> [PASSAGE TO READ]:
"""

Skip to main content

xSuite Interface Windows Prism 5.x – Online Help

Input Format "Pdf"

This input format allows you to split a multi-page PDF file into several individual files. The split is performed based on certain characteristics of the PDF file's text content, which is evaluated page by page. Only the native content of the PDF file is used to perform the split. Text from embedded image data that requires OCR processing is not included.

Property

Description

InputFormat[].SplitMode

Definition of the separation mode

The split mode defines how to identify the pages where a split into a new part file is performed. When splitting, the original document is discarded and instead, a copy of it is generated for each partial file. The partial file is added to this copy as another attachment.

The split documents generated are given the name suffix .splitN, in which N represents a serial number.

The following modes are available:

  • None: no separation (default value)

  • FixedPageNo: seperation into files with a fixed number of pages

  • StartKey: start of a new file for every page that contains a keyword

  • EndKey: start of a new file after each page that contains a keyword (i.e., the term is located on the last page in each case)

  • RepeatKey: combination of all consecutive pages that contain an identical keyword into one file each

For the FixedPageNo mode, specify the desired number of pages as a text value in the .SplitValue[] property. For the StartKey and EndKey modes, one or more alternative keywords must be defined in the .SplitValue[] property, which must be contained on a page to satisfy the split condition.

In RepeatKey mode, the .SplitValue[] property has no relevance because fixed terms are not searched for. Instead, a term that is at a certain position is dynamically extracted and compared to the same term on the previous page. If the term has changed, a new file will start. A term that is not found on a page is not considered a valid split criterion.

The .SplitFieldDef property is used to define the value to extract in RepeatKey mode. Optionally, this property can also be used for StartKey and EndKey to limit the search for the .SplitValue[] to a specific page position or page range instead of searching over the entire page by default.

"""

> [YOUR TASKS]:
A. Answer these about the help page on the Pdf input format, one answer per line, labeled to match:
(i) What name suffix do the generated split documents receive?
(ii) Which split mode is the default value?
(iii) In which mode does the .SplitValue[] property have no relevance?
B. Resume the help page on the Pdf input format, picking up right after its final sentence.

> [RECORDS SUPPLIED]:
"""

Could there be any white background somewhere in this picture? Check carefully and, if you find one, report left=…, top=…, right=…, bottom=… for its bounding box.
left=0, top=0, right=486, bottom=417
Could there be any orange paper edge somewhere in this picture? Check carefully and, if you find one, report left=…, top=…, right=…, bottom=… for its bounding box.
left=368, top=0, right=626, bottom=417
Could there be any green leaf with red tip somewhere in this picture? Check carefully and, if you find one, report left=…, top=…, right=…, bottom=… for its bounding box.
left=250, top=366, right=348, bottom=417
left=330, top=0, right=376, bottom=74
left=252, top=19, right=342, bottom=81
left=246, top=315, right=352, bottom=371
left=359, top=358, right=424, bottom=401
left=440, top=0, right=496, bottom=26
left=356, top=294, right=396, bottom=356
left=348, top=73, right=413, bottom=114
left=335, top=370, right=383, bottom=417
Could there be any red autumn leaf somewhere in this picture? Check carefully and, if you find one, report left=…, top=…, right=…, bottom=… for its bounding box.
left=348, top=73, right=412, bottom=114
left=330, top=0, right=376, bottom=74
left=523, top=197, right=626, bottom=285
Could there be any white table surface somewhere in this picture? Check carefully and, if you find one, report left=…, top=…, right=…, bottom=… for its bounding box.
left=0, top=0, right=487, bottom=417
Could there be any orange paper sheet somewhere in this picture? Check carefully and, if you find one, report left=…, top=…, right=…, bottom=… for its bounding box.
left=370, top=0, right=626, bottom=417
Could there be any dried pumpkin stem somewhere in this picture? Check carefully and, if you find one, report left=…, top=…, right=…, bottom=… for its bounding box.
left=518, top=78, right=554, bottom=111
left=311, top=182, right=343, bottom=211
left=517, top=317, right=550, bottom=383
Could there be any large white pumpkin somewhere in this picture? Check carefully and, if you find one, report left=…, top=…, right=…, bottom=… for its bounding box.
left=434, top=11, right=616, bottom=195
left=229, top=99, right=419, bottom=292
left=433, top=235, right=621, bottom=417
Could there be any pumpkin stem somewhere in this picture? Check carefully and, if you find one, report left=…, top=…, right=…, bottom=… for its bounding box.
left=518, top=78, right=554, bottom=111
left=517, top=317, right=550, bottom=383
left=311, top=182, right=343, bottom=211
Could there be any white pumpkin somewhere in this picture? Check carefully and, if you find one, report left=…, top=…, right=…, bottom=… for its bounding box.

"""

> [ANSWERS TO EACH TASK]:
A.
(i) .splitN, where N is a serial number
(ii) None
(iii) RepeatKey

B.
InputFormat[].SplitFieldDef(*)

Definition of the extraction range in RepeatKey mode and optionally in StartKey and EndKey modes

Use the same syntax here as for the PDF index data reader (see Index Data Reader "Pdf"). A page range need not be specified (the evaluation is performed implicitly for each page in the present context).

InputFormat[].SplitValue[](*)

Definition of one or more search terms in StartKey and EndKey mode and definition of the numerical number of pages in FixedPageNo mode

Caution: Specify the page number for the FixedPageNo mode here as a text value in quotes. If it is not specified as a text value, then the definition will not be recognized.

The search terms can be wildcard expressions (with wildcards *, ?, and #) or regular expressions (embedded in / characters). The search for such an expression takes place across the entire composite page content (i.e., not per text fragment that makes up a PDF page). This allows one expression to search through multiple fragments at the same time. However, it also hinders the search for values such as Invoice of a single fragment; instead, only *Invoice* would be searched for because this term is embedded in preceding and following text in the context of the entire page.

InputFormat[].Tolerance

Tolerance range in millimeters.

The tolerance range specifies the extent of deviation from a given value for the coordinates of a text fragment to still be considered a match to that value.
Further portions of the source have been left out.